EXCERPTED RECORDS:
···

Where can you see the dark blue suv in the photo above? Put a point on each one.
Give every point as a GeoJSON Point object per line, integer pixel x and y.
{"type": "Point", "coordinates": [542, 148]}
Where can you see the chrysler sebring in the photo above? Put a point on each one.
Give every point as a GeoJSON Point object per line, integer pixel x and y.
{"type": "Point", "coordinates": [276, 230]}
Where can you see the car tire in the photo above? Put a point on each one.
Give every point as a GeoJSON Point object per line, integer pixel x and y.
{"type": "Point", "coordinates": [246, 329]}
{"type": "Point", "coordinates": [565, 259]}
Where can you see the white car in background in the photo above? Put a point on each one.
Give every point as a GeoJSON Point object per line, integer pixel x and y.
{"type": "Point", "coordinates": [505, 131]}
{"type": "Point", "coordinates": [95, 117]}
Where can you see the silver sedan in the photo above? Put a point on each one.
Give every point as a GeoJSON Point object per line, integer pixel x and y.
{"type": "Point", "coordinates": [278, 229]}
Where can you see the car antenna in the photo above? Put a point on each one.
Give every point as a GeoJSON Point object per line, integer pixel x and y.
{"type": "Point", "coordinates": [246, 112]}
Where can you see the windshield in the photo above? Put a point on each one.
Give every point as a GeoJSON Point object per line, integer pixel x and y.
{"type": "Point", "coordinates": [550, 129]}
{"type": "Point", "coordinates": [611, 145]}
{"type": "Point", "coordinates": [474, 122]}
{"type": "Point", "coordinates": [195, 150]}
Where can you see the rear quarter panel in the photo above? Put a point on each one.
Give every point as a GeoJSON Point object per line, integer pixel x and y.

···

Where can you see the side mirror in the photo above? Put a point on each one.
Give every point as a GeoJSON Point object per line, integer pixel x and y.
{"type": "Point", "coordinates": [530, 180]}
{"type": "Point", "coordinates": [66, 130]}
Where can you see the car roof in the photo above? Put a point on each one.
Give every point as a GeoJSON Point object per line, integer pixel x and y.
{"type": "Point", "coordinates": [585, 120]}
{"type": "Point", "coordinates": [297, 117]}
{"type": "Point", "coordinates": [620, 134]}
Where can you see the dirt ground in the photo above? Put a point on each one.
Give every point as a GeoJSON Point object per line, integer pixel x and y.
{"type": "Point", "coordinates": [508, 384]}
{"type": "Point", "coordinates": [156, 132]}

···

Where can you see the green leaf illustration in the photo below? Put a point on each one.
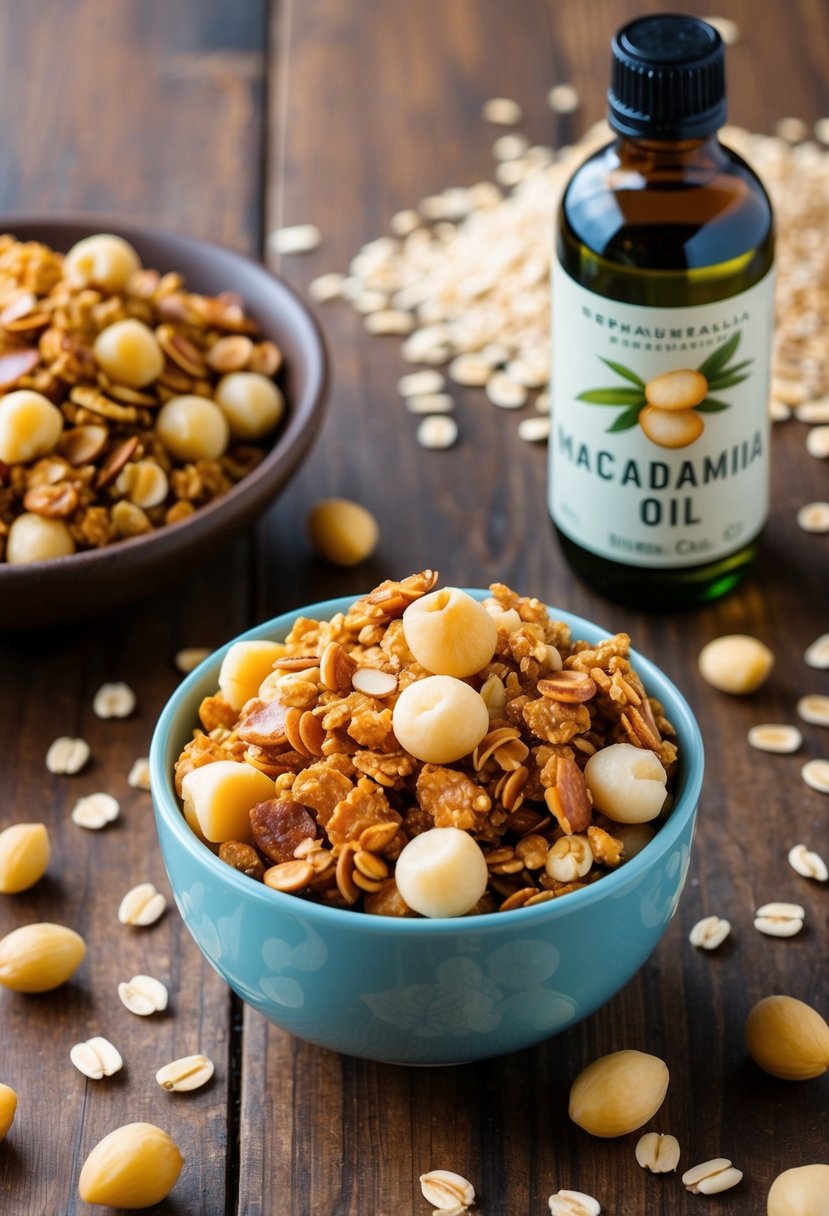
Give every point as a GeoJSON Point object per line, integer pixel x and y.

···

EXERCISE:
Your answer must consist solely of the lines above between the line holding "Where can you see the silver" and the line holding "Where can you see the car antenna", inclusive, copied exactly.

RESULT OF THE TASK:
Where can you see the silver sedan in the photo above? Put a point on each one.
Give every point as a GeoJSON Point object per line, integer pixel x and y.
{"type": "Point", "coordinates": [278, 229]}
Where can you see the car antenna in the photo above? Put a point on each one.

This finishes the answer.